Exercise: Reproduce the rows starting with the line that contains "Where can the mountain" and going on through the line that contains "point(479, 310)", swapping "ice axe" for "ice pick" and leaving all else unchanged.

—————

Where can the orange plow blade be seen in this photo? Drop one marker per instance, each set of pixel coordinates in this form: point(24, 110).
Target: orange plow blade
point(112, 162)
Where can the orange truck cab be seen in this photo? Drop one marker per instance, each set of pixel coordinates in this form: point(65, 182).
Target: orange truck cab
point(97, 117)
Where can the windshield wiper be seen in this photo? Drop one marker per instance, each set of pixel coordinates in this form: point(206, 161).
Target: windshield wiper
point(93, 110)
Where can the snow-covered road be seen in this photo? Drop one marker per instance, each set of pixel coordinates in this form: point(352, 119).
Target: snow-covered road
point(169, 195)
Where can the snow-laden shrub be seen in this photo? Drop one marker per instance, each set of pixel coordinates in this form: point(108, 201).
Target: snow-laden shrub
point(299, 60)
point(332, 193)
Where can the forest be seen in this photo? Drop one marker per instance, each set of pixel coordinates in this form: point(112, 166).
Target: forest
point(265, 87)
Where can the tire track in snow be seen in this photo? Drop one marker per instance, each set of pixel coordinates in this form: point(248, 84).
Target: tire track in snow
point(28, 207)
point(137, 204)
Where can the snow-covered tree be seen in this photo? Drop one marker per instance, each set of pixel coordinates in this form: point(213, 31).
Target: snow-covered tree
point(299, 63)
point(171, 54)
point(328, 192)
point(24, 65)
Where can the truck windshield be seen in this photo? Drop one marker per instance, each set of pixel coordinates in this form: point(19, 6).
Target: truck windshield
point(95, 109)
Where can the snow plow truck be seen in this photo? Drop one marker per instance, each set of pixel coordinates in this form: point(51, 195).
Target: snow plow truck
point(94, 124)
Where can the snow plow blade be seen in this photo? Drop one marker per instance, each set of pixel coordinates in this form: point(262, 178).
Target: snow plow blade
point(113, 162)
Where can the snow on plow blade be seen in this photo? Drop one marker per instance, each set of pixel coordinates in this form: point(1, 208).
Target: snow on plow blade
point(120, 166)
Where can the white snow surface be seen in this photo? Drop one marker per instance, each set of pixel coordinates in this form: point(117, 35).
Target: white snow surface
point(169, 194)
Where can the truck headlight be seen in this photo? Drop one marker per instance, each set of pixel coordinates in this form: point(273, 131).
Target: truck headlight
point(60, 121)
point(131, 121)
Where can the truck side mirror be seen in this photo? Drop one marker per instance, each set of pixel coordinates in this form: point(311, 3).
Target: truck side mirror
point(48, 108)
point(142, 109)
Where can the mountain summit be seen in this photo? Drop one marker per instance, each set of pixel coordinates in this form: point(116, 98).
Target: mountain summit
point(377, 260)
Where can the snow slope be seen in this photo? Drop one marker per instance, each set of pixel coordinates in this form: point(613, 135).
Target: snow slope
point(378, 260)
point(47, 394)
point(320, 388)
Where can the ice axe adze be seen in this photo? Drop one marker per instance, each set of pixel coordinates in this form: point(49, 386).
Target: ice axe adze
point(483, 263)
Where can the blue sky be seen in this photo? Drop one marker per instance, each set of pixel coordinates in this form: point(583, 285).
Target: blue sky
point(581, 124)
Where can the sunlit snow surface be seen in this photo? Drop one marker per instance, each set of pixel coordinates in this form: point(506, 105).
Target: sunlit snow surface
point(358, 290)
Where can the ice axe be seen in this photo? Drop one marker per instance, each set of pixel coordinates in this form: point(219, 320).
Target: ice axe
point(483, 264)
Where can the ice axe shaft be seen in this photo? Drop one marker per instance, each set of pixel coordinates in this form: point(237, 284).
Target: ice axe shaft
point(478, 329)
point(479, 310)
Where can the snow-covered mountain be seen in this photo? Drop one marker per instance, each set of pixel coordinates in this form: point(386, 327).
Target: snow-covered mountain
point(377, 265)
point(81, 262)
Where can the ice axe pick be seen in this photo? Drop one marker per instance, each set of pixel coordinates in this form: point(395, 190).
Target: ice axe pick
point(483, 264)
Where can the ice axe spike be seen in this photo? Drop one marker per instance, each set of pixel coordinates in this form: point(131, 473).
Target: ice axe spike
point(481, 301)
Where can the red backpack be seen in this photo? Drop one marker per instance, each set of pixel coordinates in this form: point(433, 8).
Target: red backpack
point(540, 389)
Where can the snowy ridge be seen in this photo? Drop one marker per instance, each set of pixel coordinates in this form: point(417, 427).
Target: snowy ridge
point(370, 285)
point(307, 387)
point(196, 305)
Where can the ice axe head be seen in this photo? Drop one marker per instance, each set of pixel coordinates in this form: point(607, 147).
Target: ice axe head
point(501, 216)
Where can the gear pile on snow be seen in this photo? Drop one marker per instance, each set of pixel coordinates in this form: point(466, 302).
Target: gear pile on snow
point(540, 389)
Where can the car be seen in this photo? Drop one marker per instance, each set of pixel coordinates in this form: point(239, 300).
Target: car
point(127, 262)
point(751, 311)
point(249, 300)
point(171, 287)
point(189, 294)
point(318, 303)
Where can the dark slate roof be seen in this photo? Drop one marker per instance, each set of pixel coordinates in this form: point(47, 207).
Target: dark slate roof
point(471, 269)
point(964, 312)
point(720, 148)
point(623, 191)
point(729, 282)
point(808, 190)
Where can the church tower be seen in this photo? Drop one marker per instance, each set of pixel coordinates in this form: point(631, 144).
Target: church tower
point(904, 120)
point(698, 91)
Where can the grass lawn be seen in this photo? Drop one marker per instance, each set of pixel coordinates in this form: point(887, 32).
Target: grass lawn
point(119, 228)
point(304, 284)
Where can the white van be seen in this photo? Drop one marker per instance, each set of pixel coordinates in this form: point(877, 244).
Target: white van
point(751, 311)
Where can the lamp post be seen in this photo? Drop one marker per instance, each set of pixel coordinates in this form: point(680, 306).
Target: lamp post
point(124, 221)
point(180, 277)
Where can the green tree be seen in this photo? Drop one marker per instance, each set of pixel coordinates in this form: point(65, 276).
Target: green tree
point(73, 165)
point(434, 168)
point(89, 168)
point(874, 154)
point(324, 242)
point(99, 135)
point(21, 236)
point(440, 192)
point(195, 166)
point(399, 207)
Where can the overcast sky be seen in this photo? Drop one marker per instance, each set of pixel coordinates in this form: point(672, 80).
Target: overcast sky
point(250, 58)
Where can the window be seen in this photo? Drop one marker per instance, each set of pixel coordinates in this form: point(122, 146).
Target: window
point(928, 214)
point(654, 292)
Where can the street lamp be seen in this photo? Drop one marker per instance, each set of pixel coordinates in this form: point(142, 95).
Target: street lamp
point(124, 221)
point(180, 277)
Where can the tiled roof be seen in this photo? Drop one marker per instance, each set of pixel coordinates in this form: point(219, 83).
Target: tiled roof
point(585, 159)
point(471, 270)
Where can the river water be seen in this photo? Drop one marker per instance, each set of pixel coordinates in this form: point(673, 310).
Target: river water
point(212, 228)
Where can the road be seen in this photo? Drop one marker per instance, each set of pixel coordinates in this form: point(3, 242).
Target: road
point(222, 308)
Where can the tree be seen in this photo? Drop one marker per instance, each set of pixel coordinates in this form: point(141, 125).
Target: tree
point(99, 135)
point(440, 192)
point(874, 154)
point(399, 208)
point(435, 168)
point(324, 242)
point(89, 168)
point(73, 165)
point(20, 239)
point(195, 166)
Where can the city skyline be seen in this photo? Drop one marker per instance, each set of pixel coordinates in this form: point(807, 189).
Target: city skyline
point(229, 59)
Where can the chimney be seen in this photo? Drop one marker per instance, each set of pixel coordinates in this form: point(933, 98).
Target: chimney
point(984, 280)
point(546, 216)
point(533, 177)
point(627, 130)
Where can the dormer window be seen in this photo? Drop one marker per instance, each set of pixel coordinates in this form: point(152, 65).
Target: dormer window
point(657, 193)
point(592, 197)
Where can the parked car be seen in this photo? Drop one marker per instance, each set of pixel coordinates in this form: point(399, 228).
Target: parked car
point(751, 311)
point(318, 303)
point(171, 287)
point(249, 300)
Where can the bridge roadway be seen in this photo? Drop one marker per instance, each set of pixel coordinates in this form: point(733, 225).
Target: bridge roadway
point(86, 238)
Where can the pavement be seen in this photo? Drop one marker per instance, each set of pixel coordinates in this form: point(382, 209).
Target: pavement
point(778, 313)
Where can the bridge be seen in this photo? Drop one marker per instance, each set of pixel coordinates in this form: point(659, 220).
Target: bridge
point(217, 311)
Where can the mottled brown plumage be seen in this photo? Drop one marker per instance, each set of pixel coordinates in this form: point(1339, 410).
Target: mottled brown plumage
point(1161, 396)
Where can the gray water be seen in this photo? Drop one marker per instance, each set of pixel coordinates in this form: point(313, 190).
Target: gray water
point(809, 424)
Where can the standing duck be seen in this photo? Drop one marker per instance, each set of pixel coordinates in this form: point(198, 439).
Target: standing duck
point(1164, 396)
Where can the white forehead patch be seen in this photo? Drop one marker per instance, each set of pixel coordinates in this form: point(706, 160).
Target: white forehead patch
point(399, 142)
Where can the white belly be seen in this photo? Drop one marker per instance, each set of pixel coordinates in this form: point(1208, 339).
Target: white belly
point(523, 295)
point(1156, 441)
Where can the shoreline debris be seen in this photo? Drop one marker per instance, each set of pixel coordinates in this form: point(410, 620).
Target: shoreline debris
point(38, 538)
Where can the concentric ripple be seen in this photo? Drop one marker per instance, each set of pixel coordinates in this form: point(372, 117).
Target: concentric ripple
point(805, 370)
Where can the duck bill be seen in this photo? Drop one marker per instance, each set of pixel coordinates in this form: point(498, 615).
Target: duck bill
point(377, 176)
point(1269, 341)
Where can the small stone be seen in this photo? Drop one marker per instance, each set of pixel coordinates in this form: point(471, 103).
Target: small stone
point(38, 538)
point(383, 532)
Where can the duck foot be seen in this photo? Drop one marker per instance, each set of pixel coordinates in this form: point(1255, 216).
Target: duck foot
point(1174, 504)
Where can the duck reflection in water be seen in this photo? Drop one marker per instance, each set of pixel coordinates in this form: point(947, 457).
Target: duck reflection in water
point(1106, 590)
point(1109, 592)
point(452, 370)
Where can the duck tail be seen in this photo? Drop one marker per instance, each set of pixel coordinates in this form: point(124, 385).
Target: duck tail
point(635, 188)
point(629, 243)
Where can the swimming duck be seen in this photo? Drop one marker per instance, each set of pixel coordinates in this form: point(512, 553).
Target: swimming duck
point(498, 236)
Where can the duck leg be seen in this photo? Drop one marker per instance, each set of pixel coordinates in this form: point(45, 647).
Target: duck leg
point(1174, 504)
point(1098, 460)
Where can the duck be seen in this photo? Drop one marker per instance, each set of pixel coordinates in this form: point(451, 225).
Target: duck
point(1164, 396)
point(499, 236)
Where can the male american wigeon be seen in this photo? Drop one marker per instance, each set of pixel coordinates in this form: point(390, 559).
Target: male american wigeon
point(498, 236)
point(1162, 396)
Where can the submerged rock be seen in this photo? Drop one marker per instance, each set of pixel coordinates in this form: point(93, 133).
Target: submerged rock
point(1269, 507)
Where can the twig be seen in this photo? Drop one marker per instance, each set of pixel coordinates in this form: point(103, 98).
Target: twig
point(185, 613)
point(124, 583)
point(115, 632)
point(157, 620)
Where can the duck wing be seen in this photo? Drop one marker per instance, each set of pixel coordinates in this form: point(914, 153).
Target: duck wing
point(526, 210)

—————

The completed task:
Where can the mountain summit be seen in this photo? Drop one marker per instance, each set of pixel coordinates in this form: point(116, 98).
Target: mountain summit
point(377, 260)
Where can the snow slope be seen in this photo? Drop one marker per instance, each set of pixel coordinates in this form: point(613, 135).
Target: snow slope
point(378, 260)
point(47, 394)
point(320, 388)
Where can the ice pick adze be seen in this photo? Drop one marker per instance, each set of pixel coordinates in this form: point(49, 386).
Target: ice pick adze
point(483, 263)
Where can the blue sky be seen in this photo? Drop one marker per instance, each set of pixel coordinates in this form: point(583, 285).
Target: blue sky
point(581, 124)
Where can the sunlit snow surface be seen in this photo? Drop one marker per instance, each set of pixel coordinates in this form: point(506, 105).
Target: sunlit snow surface
point(358, 290)
Where can the ice pick be seen in this photo? Drop one marker per instance, each set of pixel coordinates in this form: point(219, 320).
Target: ice pick
point(483, 264)
Where can the ice pick shaft be seen in this photo? Drop one marker per instance, each set of pixel coordinates in this form: point(237, 284).
Target: ice pick shaft
point(478, 329)
point(479, 310)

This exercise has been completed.